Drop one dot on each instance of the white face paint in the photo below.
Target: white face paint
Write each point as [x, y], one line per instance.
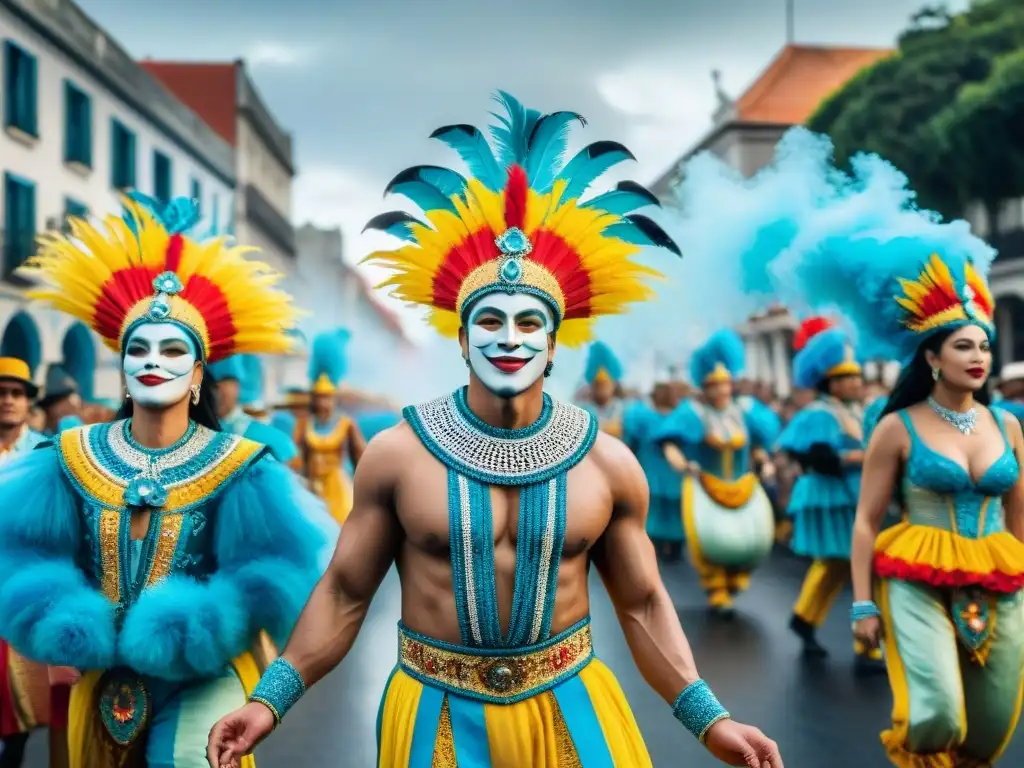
[508, 341]
[158, 365]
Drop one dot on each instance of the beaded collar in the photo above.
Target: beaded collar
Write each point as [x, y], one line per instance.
[556, 441]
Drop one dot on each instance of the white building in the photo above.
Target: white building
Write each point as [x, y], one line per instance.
[82, 122]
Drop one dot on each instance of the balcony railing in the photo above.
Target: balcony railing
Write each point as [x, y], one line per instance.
[270, 222]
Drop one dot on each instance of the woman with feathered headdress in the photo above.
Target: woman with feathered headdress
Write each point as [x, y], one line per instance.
[942, 588]
[726, 514]
[328, 436]
[148, 553]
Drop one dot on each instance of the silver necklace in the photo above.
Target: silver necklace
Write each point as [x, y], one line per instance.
[965, 422]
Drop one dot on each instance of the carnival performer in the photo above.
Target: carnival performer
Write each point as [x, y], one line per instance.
[148, 553]
[329, 435]
[25, 687]
[604, 375]
[641, 423]
[727, 516]
[496, 665]
[228, 375]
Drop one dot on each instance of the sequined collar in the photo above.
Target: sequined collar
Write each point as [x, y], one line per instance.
[557, 441]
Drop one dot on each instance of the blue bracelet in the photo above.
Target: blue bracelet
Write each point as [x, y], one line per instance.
[280, 688]
[863, 609]
[697, 709]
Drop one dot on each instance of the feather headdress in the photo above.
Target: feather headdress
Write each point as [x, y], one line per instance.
[328, 360]
[517, 224]
[720, 358]
[144, 267]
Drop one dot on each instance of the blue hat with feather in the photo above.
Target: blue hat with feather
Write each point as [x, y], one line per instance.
[720, 358]
[602, 365]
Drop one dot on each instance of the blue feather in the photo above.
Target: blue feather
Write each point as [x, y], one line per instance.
[547, 148]
[475, 153]
[626, 198]
[396, 223]
[589, 164]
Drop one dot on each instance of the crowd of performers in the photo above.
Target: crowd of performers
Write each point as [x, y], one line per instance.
[176, 572]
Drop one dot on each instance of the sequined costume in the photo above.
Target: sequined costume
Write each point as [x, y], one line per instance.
[603, 367]
[531, 697]
[947, 579]
[154, 570]
[325, 442]
[727, 515]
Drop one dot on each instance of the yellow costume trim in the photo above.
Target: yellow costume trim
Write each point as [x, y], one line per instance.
[729, 494]
[109, 492]
[504, 679]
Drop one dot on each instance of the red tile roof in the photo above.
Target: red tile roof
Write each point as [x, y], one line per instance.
[799, 79]
[208, 89]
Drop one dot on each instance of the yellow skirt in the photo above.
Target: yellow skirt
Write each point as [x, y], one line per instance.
[584, 722]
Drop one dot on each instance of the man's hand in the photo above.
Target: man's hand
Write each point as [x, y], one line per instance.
[237, 735]
[738, 744]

WHAT TO DO — Please render every line of the rows above as a Markdown table with two columns, Index for a running line number and Text for the line, skipping blank lines and leaving out the pictures.

COMPLETED TASK —
| Index | Text |
|---|---|
| 1 | Drop one dot on each instance of the white face paint in the photo below. |
| 2 | Target: white face paint |
| 3 | Write each point as [x, y], one line per instance. |
| 4 | [508, 341] |
| 5 | [158, 365] |
| 6 | Drop one dot on each instance of the beaded collar in the photo above. |
| 7 | Target: beaded collar |
| 8 | Write each point as [x, y], one line per instance. |
| 9 | [556, 441] |
| 10 | Drop one dot on each instance of the white building in the photo above. |
| 11 | Target: white building |
| 12 | Write each point as [x, y], one line per instance. |
| 13 | [82, 122] |
| 14 | Drop one dot on each instance of the balcony railing in the photo above. |
| 15 | Target: balcony railing |
| 16 | Write each point as [x, y], one line per instance. |
| 17 | [270, 222] |
| 18 | Drop one dot on each instance of the woman with feathered headdress in the photo above. |
| 19 | Target: woman with feathered headdress |
| 20 | Write each point as [x, y], one line per instance. |
| 21 | [942, 588] |
| 22 | [726, 514] |
| 23 | [328, 436] |
| 24 | [148, 553] |
| 25 | Drop one dot on each instance of the silver necklace in the photo above. |
| 26 | Target: silver necklace |
| 27 | Write each point as [x, y], one line per instance. |
| 28 | [965, 422] |
| 29 | Drop one dot on each instance of the carnival performer in the photo above. |
| 30 | Target: carnival performer |
| 31 | Write each point as [x, y], one line per instance. |
| 32 | [148, 553] |
| 33 | [329, 435] |
| 34 | [25, 687] |
| 35 | [604, 375] |
| 36 | [641, 423] |
| 37 | [727, 516] |
| 38 | [496, 665] |
| 39 | [228, 375] |
| 40 | Drop one dot on each instance of the sequined collar in the photo above. |
| 41 | Target: sequined collar |
| 42 | Write each point as [x, y], one line per instance. |
| 43 | [557, 441] |
| 44 | Drop one dot on each instance of the blue bracelet in the photo above. |
| 45 | Target: blue bracelet |
| 46 | Write each point as [x, y], one line per instance. |
| 47 | [280, 688] |
| 48 | [863, 609] |
| 49 | [697, 709] |
| 50 | Drop one dot on each instance of the feather headdress in the photo above. |
| 51 | Target: feather headdress |
| 52 | Write each point as [x, y], one line per instance. |
| 53 | [328, 360] |
| 54 | [517, 224] |
| 55 | [720, 358] |
| 56 | [144, 267] |
| 57 | Drop one dot on each instance of the blue hat with feather in the photo above. |
| 58 | Target: blue hat with feather |
| 59 | Write each point as [x, y], one line per instance. |
| 60 | [720, 358] |
| 61 | [602, 365] |
| 62 | Drop one dot on each instance of the blue feather in the photo above. |
| 63 | Target: blue feather |
| 64 | Write each point as [x, y], one line per instance. |
| 65 | [547, 148] |
| 66 | [475, 153] |
| 67 | [626, 198] |
| 68 | [396, 223] |
| 69 | [589, 164] |
| 70 | Drop one dot on each instance of the crowd of performers in the photo above. |
| 71 | Target: crowd of performers |
| 72 | Write each point as [x, y], one line per instance. |
| 73 | [176, 572] |
| 74 | Drop one dot on each instance of the sequined costume in the photo above. |
| 75 | Target: sequined costume |
| 76 | Write each point as [x, y], one line per instance. |
| 77 | [603, 367] |
| 78 | [531, 697] |
| 79 | [947, 579] |
| 80 | [154, 570] |
| 81 | [325, 442] |
| 82 | [727, 515] |
| 83 | Drop one dot on each instance of the yellow costume trim in the photo above. |
| 84 | Target: yellow costume trim |
| 85 | Write each point as [x, y], one line per instance. |
| 86 | [729, 494] |
| 87 | [109, 492] |
| 88 | [504, 679] |
| 89 | Drop one dot on each instance of the red tile roof in the photo above. |
| 90 | Target: red tile roof |
| 91 | Write each point as [x, y], one line per instance. |
| 92 | [799, 79] |
| 93 | [208, 89] |
| 94 | Drop one dot on each instance of the yellow skirt in the photo above. |
| 95 | Target: yellow skirt |
| 96 | Write each point as [x, y], one line per instance. |
| 97 | [584, 722] |
| 98 | Drop one dot on each instance of the man's hand in the photo above. |
| 99 | Target: man's hand |
| 100 | Write each point as [x, y], one line per instance. |
| 101 | [237, 735] |
| 102 | [738, 744] |